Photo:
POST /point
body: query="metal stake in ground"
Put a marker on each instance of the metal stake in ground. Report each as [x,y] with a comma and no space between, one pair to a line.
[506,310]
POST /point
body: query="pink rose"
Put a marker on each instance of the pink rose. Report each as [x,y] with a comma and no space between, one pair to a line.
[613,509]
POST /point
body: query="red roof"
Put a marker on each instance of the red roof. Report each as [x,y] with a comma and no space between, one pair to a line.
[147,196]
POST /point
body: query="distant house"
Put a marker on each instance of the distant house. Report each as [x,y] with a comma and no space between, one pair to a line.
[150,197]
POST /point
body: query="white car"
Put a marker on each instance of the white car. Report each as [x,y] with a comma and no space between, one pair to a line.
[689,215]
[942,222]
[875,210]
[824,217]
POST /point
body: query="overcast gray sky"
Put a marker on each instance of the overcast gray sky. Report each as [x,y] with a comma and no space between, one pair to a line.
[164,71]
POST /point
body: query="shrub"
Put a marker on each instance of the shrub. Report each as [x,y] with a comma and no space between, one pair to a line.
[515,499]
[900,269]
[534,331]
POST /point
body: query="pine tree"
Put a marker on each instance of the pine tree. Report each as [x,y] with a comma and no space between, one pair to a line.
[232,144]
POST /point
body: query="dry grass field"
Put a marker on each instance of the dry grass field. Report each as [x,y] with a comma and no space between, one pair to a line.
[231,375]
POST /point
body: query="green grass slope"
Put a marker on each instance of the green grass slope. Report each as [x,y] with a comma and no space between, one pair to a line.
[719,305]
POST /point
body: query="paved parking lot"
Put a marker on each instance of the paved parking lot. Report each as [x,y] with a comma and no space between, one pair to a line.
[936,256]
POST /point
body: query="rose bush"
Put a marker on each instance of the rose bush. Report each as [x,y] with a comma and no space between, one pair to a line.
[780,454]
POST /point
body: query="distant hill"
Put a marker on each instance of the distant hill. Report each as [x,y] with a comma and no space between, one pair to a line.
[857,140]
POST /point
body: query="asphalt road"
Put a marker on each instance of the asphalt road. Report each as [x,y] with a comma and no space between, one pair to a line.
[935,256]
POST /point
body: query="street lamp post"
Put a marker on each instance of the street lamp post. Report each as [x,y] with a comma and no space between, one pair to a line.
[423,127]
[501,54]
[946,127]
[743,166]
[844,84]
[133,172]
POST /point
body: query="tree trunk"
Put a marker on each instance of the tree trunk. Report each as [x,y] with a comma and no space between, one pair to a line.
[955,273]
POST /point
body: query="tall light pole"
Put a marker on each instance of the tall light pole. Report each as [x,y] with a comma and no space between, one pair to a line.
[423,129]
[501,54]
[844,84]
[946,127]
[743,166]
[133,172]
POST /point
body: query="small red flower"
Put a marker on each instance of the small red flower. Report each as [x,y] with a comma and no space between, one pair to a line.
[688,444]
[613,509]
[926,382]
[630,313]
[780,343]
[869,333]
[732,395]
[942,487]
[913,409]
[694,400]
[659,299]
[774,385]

### EXERCISE DESCRIPTION
The records above should be repeated exactly. Print them all.

### OUTPUT BELOW
Photo:
POST /point
body: query="metal stake in ground"
Put a marker on each instance of the metal stake in ground. Report each as [x,y] with a comma and no space between, one pair to a line.
[506,310]
POST /point
body: query="pink rose"
Put a marker on each instance of the pink rose. Report each as [x,y] with a comma and no space between, one pair to a line.
[613,509]
POST /point
body: query="red roof"
Put a marker on each instance of the red roof. Report each as [x,y] with a comma and no space between, one pair to a line.
[147,196]
POST /point
body: query="distant house"
Put a marker on each instance of the distant house. Report each as [x,y] with a comma and no space between, one pair to a line.
[150,197]
POST /point
body: query="white car"
Put a marker on each instance of the white car. Report each as [x,y] with a comma and no space between, one pair to a line.
[689,215]
[942,222]
[875,210]
[824,217]
POST /point
body: query="overcast gray sky"
Put a marker on each instance of the overcast gray sky. Report each as [x,y] with a comma and no space between, one pair to a line.
[164,71]
POST /point
body: query="shrub"
Put a marker on each instance of the shrub. Report each as [x,y] with a comma and no space between, one pair to a line.
[515,499]
[900,269]
[534,331]
POST /point
body: query="pine tree"
Put a marker on each instance of the pine tree. Report each as [x,y] with a comma and no space between, one pair to a line.
[232,144]
POST /point
body: query="dry grass field"
Put a marker on each instance of the dry grass field. Report each as [x,y] with a comma and no space between, one pair to a line.
[231,375]
POST /point
body: query="green grass slope"
Put a marker on each instance of the green grass slope. Report each as [x,y] with a comma and no space between, one pair to a line.
[719,305]
POST /point
body: query="paved parking lot"
Put a marker on each instance of the paved parking lot. Report each as [x,y] with a comma and no space between, one pair to a line.
[936,256]
POST /point
body: query="rose bush"
Put a marker on each instance of the rose bush. Report each as [x,y] with a comma and no space between, one pair to a line.
[780,454]
POST /point
body: query="distant hill"
Put a marker on each instance of the distant hill. Report each as [x,y] with a comma and no space between, one pair to a line.
[857,140]
POST /point
body: query="asphalt road"
Put a marker on each instance of the asphalt road. Report each as [x,y] with a comma and no space between, one pair to a line.
[935,256]
POST /point
body: query="street lamp post"
Put a marker on each instance of the street lamp post. Report each as [x,y] with a comma and no space between, one pair to a line.
[423,127]
[501,54]
[946,127]
[743,166]
[844,84]
[133,172]
POST /point
body: query="tree trunk"
Put a marker on each instance of the tree trunk. Report each as [x,y] with a comma and no space between, one pair to a line.
[955,273]
POST /point
body: query="tall light pole"
Put a marker on each instance of the tall light pole. Report each as [x,y] with a comma and no space between, one pair to a line.
[423,129]
[501,54]
[844,84]
[946,127]
[743,166]
[133,172]
POST /point
body: query="small red flower"
Put a marker on each instance of the small red flower. Report each as [x,y] with a comma and no space between, one pair to a line.
[688,444]
[613,509]
[926,382]
[630,313]
[780,343]
[869,333]
[732,395]
[942,487]
[913,409]
[694,400]
[659,299]
[774,385]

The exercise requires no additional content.